--- Items from a data source ---
• • •

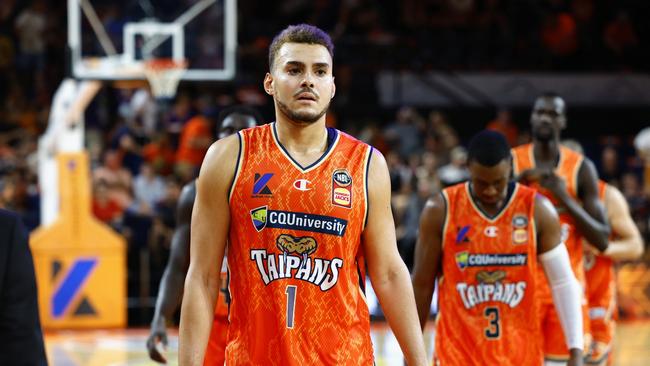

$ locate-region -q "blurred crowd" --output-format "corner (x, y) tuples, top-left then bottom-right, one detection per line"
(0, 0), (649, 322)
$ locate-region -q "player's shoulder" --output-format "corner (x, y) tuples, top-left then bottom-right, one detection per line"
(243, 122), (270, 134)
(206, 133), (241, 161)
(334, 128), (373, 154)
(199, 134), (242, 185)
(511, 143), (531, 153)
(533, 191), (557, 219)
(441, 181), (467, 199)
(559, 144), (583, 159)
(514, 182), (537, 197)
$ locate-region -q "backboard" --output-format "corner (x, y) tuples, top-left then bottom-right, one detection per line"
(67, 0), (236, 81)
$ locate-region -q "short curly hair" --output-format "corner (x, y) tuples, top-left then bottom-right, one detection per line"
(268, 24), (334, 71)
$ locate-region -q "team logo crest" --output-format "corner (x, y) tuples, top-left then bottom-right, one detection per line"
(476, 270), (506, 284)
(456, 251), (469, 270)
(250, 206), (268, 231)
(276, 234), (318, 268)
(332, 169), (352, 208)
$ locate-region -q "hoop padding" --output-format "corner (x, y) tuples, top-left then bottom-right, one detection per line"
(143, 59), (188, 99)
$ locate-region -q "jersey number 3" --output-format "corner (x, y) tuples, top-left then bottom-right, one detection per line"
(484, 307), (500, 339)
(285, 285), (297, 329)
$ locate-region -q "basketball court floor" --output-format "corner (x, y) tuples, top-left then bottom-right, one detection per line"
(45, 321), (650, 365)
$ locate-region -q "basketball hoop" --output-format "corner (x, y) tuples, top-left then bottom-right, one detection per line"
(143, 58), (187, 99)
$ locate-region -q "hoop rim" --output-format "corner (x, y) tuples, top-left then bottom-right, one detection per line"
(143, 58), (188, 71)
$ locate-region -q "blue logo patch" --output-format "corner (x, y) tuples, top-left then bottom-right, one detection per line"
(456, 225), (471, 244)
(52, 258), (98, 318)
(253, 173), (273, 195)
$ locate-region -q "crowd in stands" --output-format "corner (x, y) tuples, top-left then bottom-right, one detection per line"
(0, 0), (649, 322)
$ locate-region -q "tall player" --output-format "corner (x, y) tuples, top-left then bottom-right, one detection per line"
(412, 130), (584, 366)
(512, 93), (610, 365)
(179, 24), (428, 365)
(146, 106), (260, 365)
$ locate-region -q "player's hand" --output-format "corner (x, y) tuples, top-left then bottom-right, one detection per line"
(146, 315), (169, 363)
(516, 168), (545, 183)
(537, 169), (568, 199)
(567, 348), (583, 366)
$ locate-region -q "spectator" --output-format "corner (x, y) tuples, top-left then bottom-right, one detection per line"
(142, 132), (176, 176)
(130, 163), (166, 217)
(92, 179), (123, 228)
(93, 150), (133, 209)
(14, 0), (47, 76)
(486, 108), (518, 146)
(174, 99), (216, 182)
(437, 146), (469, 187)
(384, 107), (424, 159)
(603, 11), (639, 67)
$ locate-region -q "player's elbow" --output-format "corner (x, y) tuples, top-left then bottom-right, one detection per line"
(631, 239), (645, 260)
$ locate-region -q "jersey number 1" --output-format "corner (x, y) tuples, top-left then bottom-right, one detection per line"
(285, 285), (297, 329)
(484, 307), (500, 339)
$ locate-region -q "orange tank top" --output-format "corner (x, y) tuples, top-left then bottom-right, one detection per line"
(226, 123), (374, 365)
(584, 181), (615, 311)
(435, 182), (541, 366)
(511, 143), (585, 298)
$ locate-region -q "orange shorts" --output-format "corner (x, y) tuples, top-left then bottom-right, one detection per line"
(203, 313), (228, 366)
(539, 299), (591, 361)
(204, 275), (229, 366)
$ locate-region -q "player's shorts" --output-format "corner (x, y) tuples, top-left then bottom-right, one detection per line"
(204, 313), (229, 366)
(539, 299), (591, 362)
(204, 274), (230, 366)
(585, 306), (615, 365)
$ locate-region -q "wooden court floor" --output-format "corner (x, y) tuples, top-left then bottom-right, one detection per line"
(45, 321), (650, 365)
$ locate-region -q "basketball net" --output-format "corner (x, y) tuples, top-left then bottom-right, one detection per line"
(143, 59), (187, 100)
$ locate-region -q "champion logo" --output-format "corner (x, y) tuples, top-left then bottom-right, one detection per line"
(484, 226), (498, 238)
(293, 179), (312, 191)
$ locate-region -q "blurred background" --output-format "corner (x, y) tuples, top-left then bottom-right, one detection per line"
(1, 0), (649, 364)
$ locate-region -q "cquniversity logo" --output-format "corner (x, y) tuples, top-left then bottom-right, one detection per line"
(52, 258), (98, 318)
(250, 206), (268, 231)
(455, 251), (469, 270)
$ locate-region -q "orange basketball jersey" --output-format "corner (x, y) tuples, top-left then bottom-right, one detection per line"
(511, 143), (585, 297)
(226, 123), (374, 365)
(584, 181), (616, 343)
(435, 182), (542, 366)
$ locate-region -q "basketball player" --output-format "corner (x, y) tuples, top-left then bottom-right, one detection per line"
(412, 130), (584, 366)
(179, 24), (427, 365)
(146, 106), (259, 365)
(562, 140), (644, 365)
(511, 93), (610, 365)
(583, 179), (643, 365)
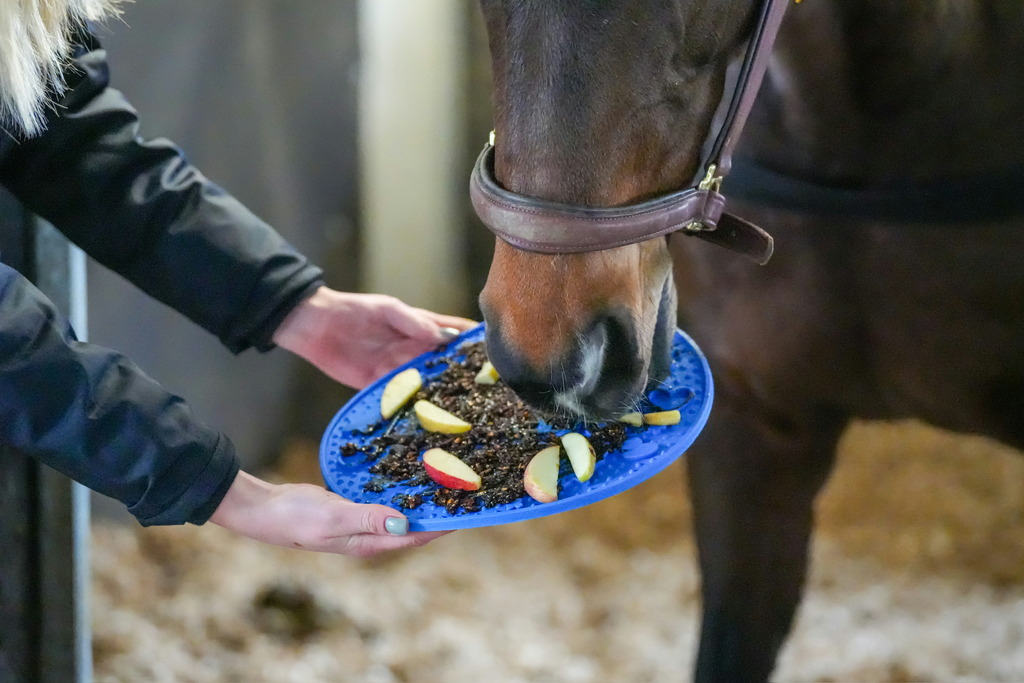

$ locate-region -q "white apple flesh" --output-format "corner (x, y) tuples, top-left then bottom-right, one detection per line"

• • •

Repeat each line above exactly. The pictures stay out.

$ locate-region -q "blurred crowd" --output-format "corner (x, y) tuples, top-left then bottom-right, one detection per line"
(0, 0), (649, 322)
$ locate-region -q "player's shoulder" --output-format "corner (x, y) tuples, top-left then bottom-right, one detection per line"
(243, 122), (270, 134)
(206, 133), (241, 161)
(334, 128), (373, 154)
(199, 134), (242, 185)
(511, 143), (531, 153)
(533, 191), (557, 219)
(441, 181), (467, 199)
(559, 144), (583, 159)
(514, 182), (537, 197)
$ locate-region -q "backboard" --output-format "corner (x, y) tuples, top-left then bottom-right, one detection per line"
(67, 0), (236, 81)
$ locate-region -q "short curly hair" --output-format "corner (x, y) tuples, top-left then bottom-right, one detection per line"
(268, 24), (334, 71)
$ locate-region -q "team logo crest" --output-format "corner (x, y) tuples, top-left then bottom-right, one detection per line"
(476, 270), (506, 284)
(456, 251), (469, 270)
(250, 206), (268, 231)
(276, 234), (318, 268)
(332, 169), (352, 208)
$ locate-region -q "hoop padding" --output-format "corner (x, y) tuples, top-left then bottom-right, one detection per line"
(143, 59), (188, 99)
$ locate-region -q "jersey number 3" --output-format "corner (x, y) tuples, top-left then bottom-right, one detection per line"
(484, 307), (500, 339)
(285, 285), (297, 329)
$ locate-region -q "basketball court floor" --output-format "corner (x, y) tuples, top-left then bottom-right, one detection per line"
(45, 321), (650, 365)
$ locate-region -q "basketball hoop" --output-format "corner (x, y) tuples, top-left then bottom-right, one detection per line"
(143, 58), (187, 99)
$ locate-region -q "hoop rim" --output-format "corner (x, y) tuples, top-left then bottom-right, one detection per line"
(143, 58), (188, 71)
$ locate-region -q "blue logo patch" --output-format "corner (x, y) tuples, top-left then bottom-right, one detection per line"
(456, 225), (471, 244)
(52, 258), (98, 318)
(253, 173), (273, 195)
$ locate-region -q "crowd in stands" --output-format "corner (x, y) tuples, top-left then bottom-right, one detection per line"
(0, 0), (649, 322)
$ locate-region -q "tall player" --output-format "corner (x, y) tuples, top-left then bottom-right, one detection per line"
(412, 130), (584, 366)
(512, 93), (610, 365)
(179, 24), (428, 365)
(146, 106), (260, 365)
$ locate-region -q "player's hand" --output-format "corner (x, y) tuples, top-left then bottom-right, one detection per line"
(146, 315), (169, 363)
(516, 168), (545, 183)
(537, 169), (568, 199)
(567, 348), (583, 366)
$ locate-region -q "spectator" --output-format "corner (x, y) tuples, top-left then bottom-right, one detection per line"
(142, 132), (176, 176)
(130, 163), (166, 217)
(92, 179), (123, 228)
(93, 150), (133, 209)
(14, 0), (47, 76)
(486, 108), (518, 146)
(174, 99), (216, 182)
(437, 146), (469, 187)
(384, 107), (424, 159)
(603, 11), (639, 67)
$ locate-region -q "player's elbow" --output-format "corner (x, y) tuples, top-left then bottom-right, one detection per line"
(631, 239), (645, 260)
$ locate-region -q "jersey number 1" --output-format "corner (x, y) tuples, top-left then bottom-right, one detection per line"
(285, 285), (297, 329)
(484, 307), (500, 339)
$ locate-region -q "orange tank top" --output-format "corner (x, y) tuples, top-left then bottom-right, one detection per line"
(226, 123), (374, 365)
(584, 181), (615, 311)
(435, 182), (541, 366)
(511, 143), (585, 298)
$ locate-region -q "orange shorts" --output-format "corner (x, y) tuples, top-left then bottom-right, one detection per line"
(203, 313), (228, 366)
(539, 299), (591, 361)
(204, 275), (229, 366)
$ locate-region -q "player's shorts" --output-format "corner (x, y) tuples, top-left then bottom-right, one detection per line"
(204, 313), (229, 366)
(539, 299), (591, 362)
(204, 274), (230, 366)
(585, 306), (615, 365)
$ locate-region -q "wooden court floor" --output-format "corner (x, y) tuples, top-left then bottom-right, one detection per line"
(45, 321), (650, 365)
$ locate-region -q "basketball net" --output-format "corner (x, y) tuples, top-left then bottom-right, one detection per line"
(143, 59), (187, 100)
$ locate-region -q "champion logo" --output-format "corner (x, y) tuples, top-left then bottom-right, one detection per line"
(484, 226), (498, 238)
(293, 179), (312, 191)
$ locate-region -q "blurred background" --output-format "corner (x, y) tuples, top-left then bottom-right, one detection per line"
(1, 0), (649, 364)
$ locate-region -q "cquniversity logo" --output-format "corner (x, y) tuples, top-left then bottom-right, one detection per line"
(52, 258), (98, 318)
(250, 206), (268, 231)
(455, 251), (469, 270)
$ locate-region -q "orange basketball jersey" --output-format "corner (x, y) tuples, top-left then bottom-right, one detection per line"
(511, 143), (585, 297)
(226, 123), (374, 365)
(584, 181), (616, 343)
(435, 182), (542, 366)
$ locate-region -q "basketball player" --output-format "corner (x, y) tuples, top-left then bottom-right, one detection per line"
(412, 130), (584, 366)
(179, 24), (427, 365)
(146, 106), (259, 365)
(562, 140), (644, 365)
(511, 93), (610, 365)
(583, 179), (643, 365)

$ locate-region -q "white apple flesh" --output-format "corner (x, y) tuples, top-left then bottom-right, one detection per line"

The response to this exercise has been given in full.